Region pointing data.
* * * * * * * * *
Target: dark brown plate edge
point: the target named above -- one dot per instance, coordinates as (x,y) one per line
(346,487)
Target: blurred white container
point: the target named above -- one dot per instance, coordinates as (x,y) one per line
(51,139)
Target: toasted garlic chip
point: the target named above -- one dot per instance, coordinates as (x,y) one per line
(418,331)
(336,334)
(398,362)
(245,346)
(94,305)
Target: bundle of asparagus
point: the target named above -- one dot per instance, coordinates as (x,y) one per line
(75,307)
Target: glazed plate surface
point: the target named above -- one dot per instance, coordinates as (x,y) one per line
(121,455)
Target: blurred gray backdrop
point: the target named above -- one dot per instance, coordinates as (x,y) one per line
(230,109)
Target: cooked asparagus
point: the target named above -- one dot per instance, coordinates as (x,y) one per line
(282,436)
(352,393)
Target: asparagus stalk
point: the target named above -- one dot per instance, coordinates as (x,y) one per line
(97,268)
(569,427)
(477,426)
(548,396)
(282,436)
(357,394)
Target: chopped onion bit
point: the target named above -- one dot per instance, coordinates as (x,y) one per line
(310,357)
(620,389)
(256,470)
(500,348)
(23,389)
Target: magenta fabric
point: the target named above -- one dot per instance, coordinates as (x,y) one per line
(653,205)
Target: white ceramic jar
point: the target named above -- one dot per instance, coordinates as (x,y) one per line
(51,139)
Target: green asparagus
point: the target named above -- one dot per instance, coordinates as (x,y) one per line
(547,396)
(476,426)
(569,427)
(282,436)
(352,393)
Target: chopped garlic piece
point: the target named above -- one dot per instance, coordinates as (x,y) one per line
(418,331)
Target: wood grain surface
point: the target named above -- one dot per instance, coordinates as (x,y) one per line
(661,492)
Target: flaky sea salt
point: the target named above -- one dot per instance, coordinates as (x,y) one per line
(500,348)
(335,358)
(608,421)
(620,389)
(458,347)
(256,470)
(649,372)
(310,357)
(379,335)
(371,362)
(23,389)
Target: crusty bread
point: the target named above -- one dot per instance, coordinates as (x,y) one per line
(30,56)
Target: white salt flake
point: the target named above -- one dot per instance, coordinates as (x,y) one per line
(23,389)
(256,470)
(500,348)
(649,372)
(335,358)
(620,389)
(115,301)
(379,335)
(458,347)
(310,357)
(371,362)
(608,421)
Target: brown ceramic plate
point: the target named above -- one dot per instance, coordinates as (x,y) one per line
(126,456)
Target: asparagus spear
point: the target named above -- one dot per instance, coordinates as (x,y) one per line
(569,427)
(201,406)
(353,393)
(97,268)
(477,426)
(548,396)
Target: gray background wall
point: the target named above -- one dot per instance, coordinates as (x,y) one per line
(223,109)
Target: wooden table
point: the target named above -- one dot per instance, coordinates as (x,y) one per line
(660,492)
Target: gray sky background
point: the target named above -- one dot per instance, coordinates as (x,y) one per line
* * * * * * * * *
All lines of the records above that carry the word "chopped" should be listed.

EXERCISE ANSWER.
Target: chopped onion bit
Target: chopped garlic piece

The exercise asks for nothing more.